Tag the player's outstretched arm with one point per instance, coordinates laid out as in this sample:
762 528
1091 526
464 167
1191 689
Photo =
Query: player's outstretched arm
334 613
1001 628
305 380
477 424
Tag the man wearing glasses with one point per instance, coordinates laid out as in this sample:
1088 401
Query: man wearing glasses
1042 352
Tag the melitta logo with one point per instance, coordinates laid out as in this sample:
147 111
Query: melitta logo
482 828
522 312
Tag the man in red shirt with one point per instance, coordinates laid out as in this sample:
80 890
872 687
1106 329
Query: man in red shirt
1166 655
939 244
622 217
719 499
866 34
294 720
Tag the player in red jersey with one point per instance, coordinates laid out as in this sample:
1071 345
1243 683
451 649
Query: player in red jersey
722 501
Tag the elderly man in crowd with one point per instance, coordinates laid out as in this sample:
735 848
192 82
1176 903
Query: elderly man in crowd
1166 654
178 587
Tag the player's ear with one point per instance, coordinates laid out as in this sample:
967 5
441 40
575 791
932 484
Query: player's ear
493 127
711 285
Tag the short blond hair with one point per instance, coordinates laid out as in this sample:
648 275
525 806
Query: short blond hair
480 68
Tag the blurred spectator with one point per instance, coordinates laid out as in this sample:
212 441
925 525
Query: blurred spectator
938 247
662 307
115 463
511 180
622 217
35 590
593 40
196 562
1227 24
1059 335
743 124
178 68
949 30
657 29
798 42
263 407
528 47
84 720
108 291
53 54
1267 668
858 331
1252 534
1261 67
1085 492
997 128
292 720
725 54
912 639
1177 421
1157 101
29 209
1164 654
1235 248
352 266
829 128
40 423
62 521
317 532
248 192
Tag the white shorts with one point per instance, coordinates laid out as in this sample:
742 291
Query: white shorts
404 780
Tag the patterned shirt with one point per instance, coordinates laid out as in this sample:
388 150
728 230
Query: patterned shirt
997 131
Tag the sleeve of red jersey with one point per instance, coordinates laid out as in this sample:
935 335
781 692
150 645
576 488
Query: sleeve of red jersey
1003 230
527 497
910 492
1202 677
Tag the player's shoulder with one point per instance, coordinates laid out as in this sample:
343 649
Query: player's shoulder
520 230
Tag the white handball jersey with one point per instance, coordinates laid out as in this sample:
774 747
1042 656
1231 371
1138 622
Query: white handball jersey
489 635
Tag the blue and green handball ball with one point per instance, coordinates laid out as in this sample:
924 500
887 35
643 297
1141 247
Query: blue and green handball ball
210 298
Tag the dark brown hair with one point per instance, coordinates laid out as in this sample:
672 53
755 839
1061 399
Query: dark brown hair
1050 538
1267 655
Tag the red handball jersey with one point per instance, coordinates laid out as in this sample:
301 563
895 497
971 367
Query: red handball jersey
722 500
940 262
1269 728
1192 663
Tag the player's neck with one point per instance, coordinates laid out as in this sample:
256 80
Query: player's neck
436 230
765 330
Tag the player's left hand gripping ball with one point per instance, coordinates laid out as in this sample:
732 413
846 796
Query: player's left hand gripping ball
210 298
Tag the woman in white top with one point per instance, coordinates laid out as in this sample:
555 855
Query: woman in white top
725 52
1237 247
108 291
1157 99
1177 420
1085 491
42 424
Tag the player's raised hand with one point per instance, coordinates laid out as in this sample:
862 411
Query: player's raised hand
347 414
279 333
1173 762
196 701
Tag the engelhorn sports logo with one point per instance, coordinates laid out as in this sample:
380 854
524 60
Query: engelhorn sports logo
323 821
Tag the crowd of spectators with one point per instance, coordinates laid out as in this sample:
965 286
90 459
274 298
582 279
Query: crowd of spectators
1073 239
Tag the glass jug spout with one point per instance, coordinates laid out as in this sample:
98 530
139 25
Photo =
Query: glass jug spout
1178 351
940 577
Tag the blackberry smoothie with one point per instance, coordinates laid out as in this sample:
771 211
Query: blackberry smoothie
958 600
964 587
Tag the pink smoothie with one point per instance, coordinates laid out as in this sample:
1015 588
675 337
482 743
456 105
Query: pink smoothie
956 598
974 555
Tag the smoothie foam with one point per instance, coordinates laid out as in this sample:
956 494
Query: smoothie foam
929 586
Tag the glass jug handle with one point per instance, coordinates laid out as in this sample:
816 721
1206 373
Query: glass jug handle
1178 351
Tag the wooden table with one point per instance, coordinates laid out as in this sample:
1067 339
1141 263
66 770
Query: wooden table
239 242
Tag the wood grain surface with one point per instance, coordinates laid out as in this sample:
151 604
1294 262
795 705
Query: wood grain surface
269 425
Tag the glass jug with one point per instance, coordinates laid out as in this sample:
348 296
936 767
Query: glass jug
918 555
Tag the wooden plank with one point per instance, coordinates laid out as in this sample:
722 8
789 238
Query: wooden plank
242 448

Given exercise: From the listing above, extract every line exactly as it stands.

Task solution:
Tag the player's outstretched arm with one point per instance, coordinates laid out as in this sample:
762 528
1091 526
464 167
1191 689
Photo =
Query: player's outstretched arm
334 613
1001 628
305 380
477 424
Tag the man wearing glasses with one point per instance, coordinates laid out as in this sample:
1088 401
Query: man wearing glasses
1042 352
Tag the melitta logo with one point per instance, coordinates laid out as in this sample:
147 111
Query: melitta logo
482 828
522 312
Tag the man in red shirt with one point per instance, coordinates laid out as in this sample:
80 890
872 687
1106 329
Query: man in red shirt
1166 655
939 244
622 217
719 499
866 34
294 720
Tag the player in red jersey with one point per instance, coordinates laid out as in this sample:
1071 345
1243 683
451 649
Query: player in red jersey
722 501
Tag the elderly man in crowd with one point per instance, coordinates laid out as in this sample:
735 848
192 82
1176 903
Query: elderly man in crowd
1166 654
178 587
Tag the player's ear with one point per instance, coordinates laid out as in this sample:
967 5
441 40
575 791
932 484
Query: player's ear
493 127
711 285
Tag the short blond hair with one point per instance, coordinates laid out as in this sample:
648 275
525 806
Query: short blond hair
480 68
Tag the blurred spectator with one point per instance, coordinates laid out as in this sample:
212 441
925 525
Query: blurred spectator
938 247
662 307
115 463
511 180
622 217
35 590
593 40
196 562
1227 24
1059 335
743 124
178 68
949 30
657 29
798 42
263 407
528 47
84 720
108 291
53 54
1267 668
858 331
1252 534
1261 67
1085 492
997 128
292 720
725 54
912 639
1177 421
1157 101
29 209
1164 654
1235 248
352 266
829 128
40 423
62 521
317 532
248 192
Tag the white shorts with one point per instance, coordinates laid out as in this sample:
742 291
Query: white shorts
404 780
Tag the patterned shirt with one point per instance, coordinates laid out as in this sample:
388 150
728 230
Query: patterned shirt
997 131
Tag the sleeve of red jersey with one point per instance, coordinates laid out as in this sample:
935 335
781 692
150 645
576 488
Query: sleeve of red jersey
1003 230
527 497
910 492
1202 677
Tag the player's shoulder with one point per instance, coordinates laid out as in this sample:
343 649
Query: player's shoulder
520 230
Tag the white handball jersey with one point per instance, coordinates laid out as in this sample:
774 747
1042 656
1231 371
1138 622
Query: white handball jersey
489 635
Tag the blue and green handball ball with one point per instance, coordinates laid out as in this sample:
924 500
887 35
643 297
1141 247
Query: blue and green handball ball
210 298
Tag the dark brown hair with one point per instance, coordinates laid out as in this sample:
672 53
755 839
1061 399
Query: dark brown hair
1050 538
1267 655
Tag the red handball jersey with one point per instance, coordinates laid out as in this sample:
301 563
895 497
971 367
Query: red handball jersey
722 500
940 262
1269 728
1192 663
Tag the player's neck with one point per instance, coordinates laid out as in this sample:
256 80
Query: player's neck
436 230
765 330
Tag the player's left hand gripping ball with one point per instance, coordinates laid out as in this sample:
732 413
846 796
Query: player's left hand gripping ball
210 298
Tag the woman in white top with one point per instance, coordinates laid out as in this sample:
555 855
Query: woman in white top
725 52
1237 247
108 291
1157 99
1177 420
1085 491
42 424
Tag the player's raised hand with one point per instance, coordinates laid out as in this sample:
862 411
Query: player's raised hand
347 414
279 333
1173 762
196 701
Tag the engelhorn sports logo with one point per instance, coordinates laid out as in this sample:
380 854
524 60
Query: engelhorn sports logo
323 821
Tag the crowd of spectators with one point per instance, coordinates laid out as in this sample:
965 286
90 459
274 298
582 279
Query: crowd of spectators
1073 239
Tag the glass jug spout with one point per instance, coordinates laid out as in this sample:
98 530
139 25
Photo =
Query: glass jug spout
1178 351
940 577
Tag the blackberry smoothie with one point per instance, coordinates laid out as in this sample:
771 211
Query: blackberry smoothie
958 600
964 587
Tag the pink smoothie with one point per instance, coordinates laid out as in this sample:
1015 588
675 337
482 743
456 105
Query: pink smoothie
956 598
974 555
Tag the smoothie foam with one point per instance, coordinates laid out as in this sample:
956 494
Query: smoothie foam
929 586
Tag the glass jug handle with one point per instance, coordinates laid out as in this sample:
816 721
1206 373
Query: glass jug handle
1178 351
Tag the wooden table with one point per instance, coordinates laid out as in this sample:
1067 339
1141 263
66 770
Query: wooden table
239 242
Tag the wood grain surface with one point per instance, coordinates laid out as in this sample:
151 604
1294 262
795 705
Query: wood grain surface
269 425
Tag the glass jug with one point per instance, coordinates laid out as in this sample:
348 296
936 767
Query: glass jug
918 555
Tag the wooden plank with one point per instance, coordinates laid out as in this sample:
722 8
789 238
Query: wooden plank
242 448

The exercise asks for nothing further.